Required tasks
1. Answer these questions using the article on the film Wyatt Earp's Revenge.
(a) Who handled the cinematography?
(b) In which town was Dora Hand killed?
(c) What is the film's running time?
2. Continue the article on the film Wyatt Earp's Revenge, picking up after its last sentence.

- film poster
- Directed by: Michael Feifer
- Written by: Darren Benjamin Shepherd.
- Produced by: Jeff Schenck Barry Barnholtz
- Starring: Val Kilmer Diana Degarmo Kaitlyn Black
- Cinematography: Robert Schein
- Edited by: Sean Olson
- Music by: Andres Boulton
- Production companies: Lancom Entertainment Sony Pictures Entertainment
- Distributed by: Hybrid Llc Lancom Entertainment
- Release date: 6 March 2012;
- Running time: 93 minutes
- Country: United States
- Language: English

= Wyatt Earp's Revenge =

2012 film

Wyatt Earp's Revenge is a 2012 American Western film about the legendary lawman Wyatt Earp.

It is a fictionalized account of an actual Old West event, the slaying of beautiful singer Dora Hand in Dodge City, Kansas, when Earp was a deputy there. In one of its many instances of dramatic license, the movie depicts Hand as Earp's sweetheart. The film's framing device is a reporter's interview with an aging Earp, who reminisces about the tragedy. (Val Kilmer plays the older Earp, while Shawn Roberts plays the younger one.) The film was released on March 6, 2012, in the United States. The film was produced by Jeff Schenck and Barry Barnholtz and directed by Michael Feifer. The screenplay was written by Darren Benjamin Shepherd.

Extracted records
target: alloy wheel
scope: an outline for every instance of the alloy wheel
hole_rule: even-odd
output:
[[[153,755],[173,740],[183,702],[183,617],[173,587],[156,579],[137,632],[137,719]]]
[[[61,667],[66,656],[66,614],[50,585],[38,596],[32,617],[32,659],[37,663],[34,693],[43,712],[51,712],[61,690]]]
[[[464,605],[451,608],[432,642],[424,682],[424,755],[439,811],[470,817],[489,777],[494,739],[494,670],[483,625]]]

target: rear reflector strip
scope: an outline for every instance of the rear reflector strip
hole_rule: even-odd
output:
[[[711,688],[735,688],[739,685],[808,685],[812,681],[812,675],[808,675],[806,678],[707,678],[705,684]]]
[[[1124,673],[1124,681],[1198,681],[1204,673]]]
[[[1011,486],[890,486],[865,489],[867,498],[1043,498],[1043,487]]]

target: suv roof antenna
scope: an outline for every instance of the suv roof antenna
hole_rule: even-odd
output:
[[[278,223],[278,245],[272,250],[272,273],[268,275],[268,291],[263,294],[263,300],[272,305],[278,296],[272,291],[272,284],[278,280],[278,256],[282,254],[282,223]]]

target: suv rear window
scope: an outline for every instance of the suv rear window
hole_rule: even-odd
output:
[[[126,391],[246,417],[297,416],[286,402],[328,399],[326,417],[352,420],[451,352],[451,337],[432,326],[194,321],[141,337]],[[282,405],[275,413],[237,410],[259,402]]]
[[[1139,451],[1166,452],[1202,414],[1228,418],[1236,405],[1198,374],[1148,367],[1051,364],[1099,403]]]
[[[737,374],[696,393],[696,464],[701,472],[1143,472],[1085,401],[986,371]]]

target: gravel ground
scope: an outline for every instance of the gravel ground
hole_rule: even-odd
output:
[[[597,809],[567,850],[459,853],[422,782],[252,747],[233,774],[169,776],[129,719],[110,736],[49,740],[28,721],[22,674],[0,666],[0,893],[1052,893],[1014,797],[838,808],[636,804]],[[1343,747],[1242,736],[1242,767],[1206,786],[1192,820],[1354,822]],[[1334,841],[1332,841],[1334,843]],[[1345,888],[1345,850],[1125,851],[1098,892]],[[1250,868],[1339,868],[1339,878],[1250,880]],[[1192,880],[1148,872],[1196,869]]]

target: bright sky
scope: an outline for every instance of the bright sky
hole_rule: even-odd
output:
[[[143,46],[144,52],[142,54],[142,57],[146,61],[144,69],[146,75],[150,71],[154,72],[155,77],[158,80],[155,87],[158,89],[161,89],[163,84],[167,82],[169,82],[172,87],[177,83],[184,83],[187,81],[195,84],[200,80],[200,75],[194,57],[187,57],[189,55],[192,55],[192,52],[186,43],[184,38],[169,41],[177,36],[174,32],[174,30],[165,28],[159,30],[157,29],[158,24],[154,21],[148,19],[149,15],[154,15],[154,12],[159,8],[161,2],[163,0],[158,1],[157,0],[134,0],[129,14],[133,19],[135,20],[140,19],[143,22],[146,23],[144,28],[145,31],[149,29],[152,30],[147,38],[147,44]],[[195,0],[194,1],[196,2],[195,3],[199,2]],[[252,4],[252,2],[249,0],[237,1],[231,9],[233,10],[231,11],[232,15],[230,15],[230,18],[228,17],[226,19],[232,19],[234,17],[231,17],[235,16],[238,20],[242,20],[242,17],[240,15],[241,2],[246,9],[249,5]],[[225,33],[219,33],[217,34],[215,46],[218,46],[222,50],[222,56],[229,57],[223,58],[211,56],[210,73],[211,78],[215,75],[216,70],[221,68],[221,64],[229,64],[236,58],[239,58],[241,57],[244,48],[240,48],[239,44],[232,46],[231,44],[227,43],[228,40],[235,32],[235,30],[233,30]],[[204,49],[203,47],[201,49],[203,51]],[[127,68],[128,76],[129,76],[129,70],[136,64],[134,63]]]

Answers to the exercise
1.
(a) Robert Schein
(b) Dodge City, Kansas
(c) 93 minutes

2.
==Plot==
Wyatt Earp sits down with a reporter in a suite at the Fairmont Hotel in San Francisco in 1907. The reporter is eager for information about the legendary "Buntline Special", a Colt six-shooter with a 12-inch barrel. He and Earp talk about how Earp became a famous lawman. Earp tells the story of how he became a fearless United States Marshal. In a flashback, a 30-year-old Wyatt Earp (Roberts) finds out that his first love, Dora Hand (DeGarmo), was murdered. He tracks the murderer down and teams up with Bat Masterson (Dallas), Charlie Bassett (Whyte) and Bill Tilghman (Fiehler).

==Cast==

- Val Kilmer as Wyatt Earp (Kilmer previously portrayed Doc Holliday in the 1993 film Tombstone)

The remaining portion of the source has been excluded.